*Instructions*
A. In the commentary on Wall Street, shorten the paragraph that begins "We have constantly been told" while keeping its main points.
B. From the Wall Street commentary, reproduce word for word the stretch from "We have constantly" through "a Ponzi Scheme.".

*Supplied text*
----

Commentary By Ron Beasley
I first suggested that Wall Street and the US economy was little more than a Ponzi Scheme almost two years ago.
We have constantly been told that the American economy is strong. An
increasing number of Americans know this just isn't so. The problem is
that Wall Street has come to equal the economy in the minds of policy
makers. For a majority of Americans this is simply not the case. In
fact Wall Street has become part of the problem. The once noble purpose
of Wall Street has been replaced by something that more closely
resembles a Ponzi Scheme.
The value of stocks seems to have little or no relation to the economy
that most Americans experience. If you notice "stimulus" plans are
usually designed to restore confidence - keep stock prices up. Once
again the Federal Reserve is lowering the interest rates to prop stocks
up. The last time this was done it resulted in a a sub Ponzi Scheme -
the housing bubble which did what it was intended to do, run up the
market. Of course like all ponzi schemes it couldn't last for ever and
didn't.

----

*Supplied data*
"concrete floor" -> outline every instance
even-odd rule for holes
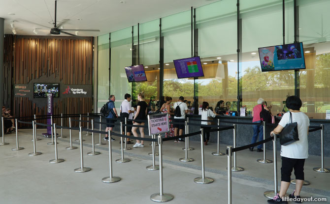
[[[100,152],[100,154],[87,155],[87,152],[91,151],[91,137],[83,136],[86,140],[84,142],[84,164],[91,168],[92,171],[76,173],[73,170],[80,167],[79,149],[66,150],[65,147],[69,146],[68,138],[59,139],[59,158],[65,159],[65,161],[51,164],[49,161],[55,158],[54,146],[47,145],[50,139],[41,135],[44,132],[45,130],[38,129],[38,137],[42,140],[36,141],[36,149],[42,154],[36,156],[28,155],[33,152],[32,130],[19,131],[20,146],[25,148],[20,151],[11,150],[16,146],[15,134],[5,135],[5,142],[10,144],[0,146],[0,204],[155,203],[150,197],[159,193],[159,172],[145,169],[152,164],[152,157],[148,155],[151,152],[149,142],[146,142],[143,148],[125,151],[125,157],[132,161],[119,164],[114,162],[121,158],[119,139],[114,137],[117,140],[112,143],[113,175],[120,176],[122,180],[117,183],[104,183],[102,178],[109,176],[107,145],[96,146],[96,150]],[[64,130],[63,132],[64,135],[68,136],[67,130]],[[78,138],[78,134],[76,131],[72,133],[74,141]],[[95,142],[98,141],[99,134],[96,134]],[[73,146],[79,146],[78,143],[73,143]],[[185,156],[184,151],[181,150],[184,143],[164,142],[164,191],[174,196],[168,203],[227,203],[227,156],[211,154],[216,151],[216,144],[204,146],[205,175],[214,178],[215,181],[209,184],[195,183],[194,178],[201,175],[200,145],[195,142],[190,143],[190,146],[196,149],[189,151],[188,156],[195,160],[184,163],[178,159]],[[225,152],[225,146],[221,146],[220,149]],[[272,160],[272,152],[267,151],[266,153],[267,158]],[[279,181],[279,153],[277,159]],[[245,171],[232,173],[233,204],[266,203],[263,193],[273,189],[273,164],[257,162],[256,160],[263,156],[262,153],[248,150],[237,153],[237,166],[244,168]],[[303,187],[301,195],[327,198],[330,201],[330,173],[313,171],[313,167],[320,166],[320,157],[315,156],[306,160],[305,177],[311,184]],[[330,168],[330,158],[325,158],[325,167]],[[294,186],[291,185],[289,193],[293,188]]]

----

*Solutions to the tasks*
A. Americans keep hearing that the economy is strong, but more and more of them know it isn't. Policy makers treat Wall Street as the economy, though for most Americans it isn't. Wall Street has become part of the problem, and its once noble purpose has given way to something close to a Ponzi Scheme.

B.
We have constantly been told that the American economy is strong. An
increasing number of Americans know this just isn't so. The problem is
that Wall Street has come to equal the economy in the minds of policy
makers. For a majority of Americans this is simply not the case. In
fact Wall Street has become part of the problem. The once noble purpose
of Wall Street has been replaced by something that more closely
resembles a Ponzi Scheme.